→ **GIVEN EXERCISE**:
Repeat the following lines word for word, without changing anything.

━━━ DATA FOR THIS EXERCISE

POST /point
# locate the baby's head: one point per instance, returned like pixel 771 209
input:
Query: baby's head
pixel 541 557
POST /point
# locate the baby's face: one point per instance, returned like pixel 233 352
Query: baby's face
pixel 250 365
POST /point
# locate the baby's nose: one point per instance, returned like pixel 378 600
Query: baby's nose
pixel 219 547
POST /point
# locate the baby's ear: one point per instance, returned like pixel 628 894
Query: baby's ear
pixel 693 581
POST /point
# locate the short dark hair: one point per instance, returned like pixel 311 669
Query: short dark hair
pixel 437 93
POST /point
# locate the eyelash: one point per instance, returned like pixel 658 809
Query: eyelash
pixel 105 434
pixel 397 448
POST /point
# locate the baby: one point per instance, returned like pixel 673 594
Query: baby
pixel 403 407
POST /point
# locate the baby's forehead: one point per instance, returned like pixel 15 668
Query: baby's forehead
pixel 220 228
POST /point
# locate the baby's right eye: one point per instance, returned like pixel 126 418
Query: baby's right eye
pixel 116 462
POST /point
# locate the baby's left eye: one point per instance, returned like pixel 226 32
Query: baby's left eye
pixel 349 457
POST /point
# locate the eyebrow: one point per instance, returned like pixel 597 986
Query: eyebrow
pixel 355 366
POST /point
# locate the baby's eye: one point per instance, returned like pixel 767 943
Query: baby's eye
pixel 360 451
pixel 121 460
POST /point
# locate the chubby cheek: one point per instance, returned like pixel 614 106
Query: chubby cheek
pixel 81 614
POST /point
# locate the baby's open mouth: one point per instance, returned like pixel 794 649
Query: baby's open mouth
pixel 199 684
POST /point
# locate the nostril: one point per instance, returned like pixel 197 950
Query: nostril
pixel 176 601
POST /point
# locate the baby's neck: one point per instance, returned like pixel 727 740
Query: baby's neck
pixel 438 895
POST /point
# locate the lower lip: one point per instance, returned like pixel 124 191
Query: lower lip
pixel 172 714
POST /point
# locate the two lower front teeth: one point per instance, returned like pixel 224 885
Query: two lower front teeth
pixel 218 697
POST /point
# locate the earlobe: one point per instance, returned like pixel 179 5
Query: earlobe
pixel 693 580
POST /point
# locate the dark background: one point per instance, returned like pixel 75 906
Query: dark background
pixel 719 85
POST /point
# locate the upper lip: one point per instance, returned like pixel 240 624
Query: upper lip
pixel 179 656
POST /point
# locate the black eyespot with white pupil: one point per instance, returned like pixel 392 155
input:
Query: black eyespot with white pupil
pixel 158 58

━━━━━━

→ **TASK OUTPUT**:
POST /point
# locate the baby's head: one point per instance, returned like pixel 771 209
input:
Query: baby's head
pixel 541 557
POST /point
# locate the baby's face: one point per instance, returned like pixel 233 352
Query: baby's face
pixel 250 365
POST /point
# locate the baby's nose: one point per instance, returned like pixel 378 600
Query: baby's nose
pixel 219 547
POST /point
# locate the baby's ear: one point per instance, returned like pixel 628 894
Query: baby's ear
pixel 693 581
POST /point
# locate the short dark hair: one point per instance, returned like pixel 311 669
Query: short dark hair
pixel 437 93
POST /point
# locate the eyelash: one point per instance, returned like pixel 658 809
Query: eyelash
pixel 105 434
pixel 397 448
POST /point
# locate the baby: one point per instance, returned like pixel 673 594
Query: baby
pixel 403 407
POST /point
# locate the baby's forehead: one point per instance, returned like pixel 15 668
Query: baby's forehead
pixel 220 228
POST /point
# locate the baby's right eye: one point per instance, returned like pixel 126 418
Query: baby's right eye
pixel 116 462
POST /point
# locate the baby's left eye: one point per instance, returned like pixel 226 32
Query: baby's left eye
pixel 349 457
POST /point
# locate the eyebrow: one point per instance, returned like pixel 597 986
Query: eyebrow
pixel 355 366
POST /point
# locate the baby's eye: one point per instance, returned like pixel 767 943
Query: baby's eye
pixel 360 451
pixel 121 460
POST /point
# locate the chubby cheek: one point per instance, returned like pixel 614 106
Query: chubby cheek
pixel 81 614
POST /point
# locate the baby's open mouth: one point per instance, returned like pixel 794 649
Query: baby's open mouth
pixel 199 684
POST /point
# locate the nostril: one point per instance, returned like pixel 197 950
Query: nostril
pixel 176 601
POST /point
# locate the baby's neck: one point per instance, returned like pixel 727 740
Query: baby's neck
pixel 438 895
POST /point
# locate the lower lip: one point per instance, returned like pixel 124 191
Query: lower lip
pixel 172 714
POST /point
# locate the two lower front teeth: one point per instance, returned like pixel 224 885
Query: two lower front teeth
pixel 218 697
POST /point
# locate the earlobe: one point per instance, returned like pixel 179 5
Query: earlobe
pixel 693 580
POST /point
# locate the dark background: one point per instance, returned like pixel 75 906
Query: dark background
pixel 719 85
POST /point
# locate the upper lip: one point per instance, returned like pixel 240 624
Query: upper lip
pixel 179 656
POST /point
# locate the black eyespot with white pupil: one point per instance, returned like pixel 392 155
input:
Query: black eyespot with white pupil
pixel 158 58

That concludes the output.